**Task objective**
List every line of the listing below that contains the word "water", copying each such line in full. Case counts, so include only lines where the word has that same capitalization.

**Material provided**
>> start

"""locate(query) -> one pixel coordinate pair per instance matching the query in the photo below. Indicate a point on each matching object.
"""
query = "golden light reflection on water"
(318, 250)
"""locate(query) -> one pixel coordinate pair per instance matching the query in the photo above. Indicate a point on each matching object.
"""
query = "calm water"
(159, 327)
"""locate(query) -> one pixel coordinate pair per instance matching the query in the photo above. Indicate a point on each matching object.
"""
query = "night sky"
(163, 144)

>> end
>> start

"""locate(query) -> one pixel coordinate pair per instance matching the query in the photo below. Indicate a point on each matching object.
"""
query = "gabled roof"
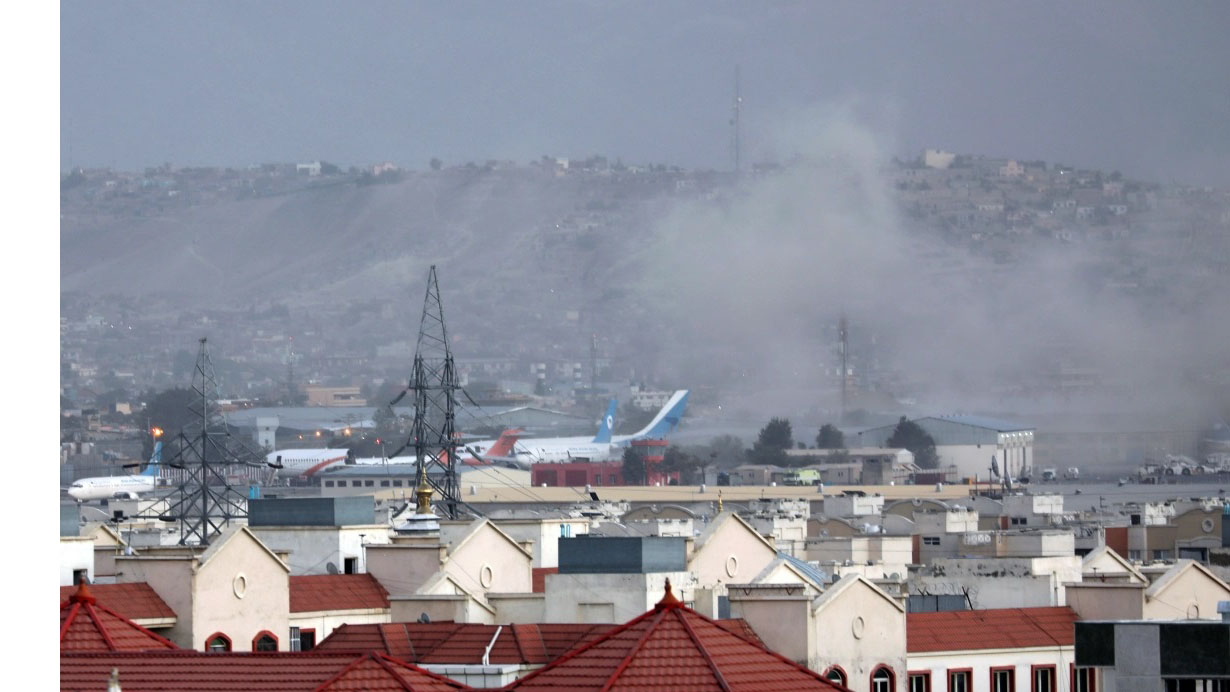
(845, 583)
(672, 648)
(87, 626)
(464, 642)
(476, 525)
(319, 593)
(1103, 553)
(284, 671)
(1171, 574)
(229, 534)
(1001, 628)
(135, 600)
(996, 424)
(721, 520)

>> end

**Solved problem**
query = "golden light reflection on water"
query = "calm water"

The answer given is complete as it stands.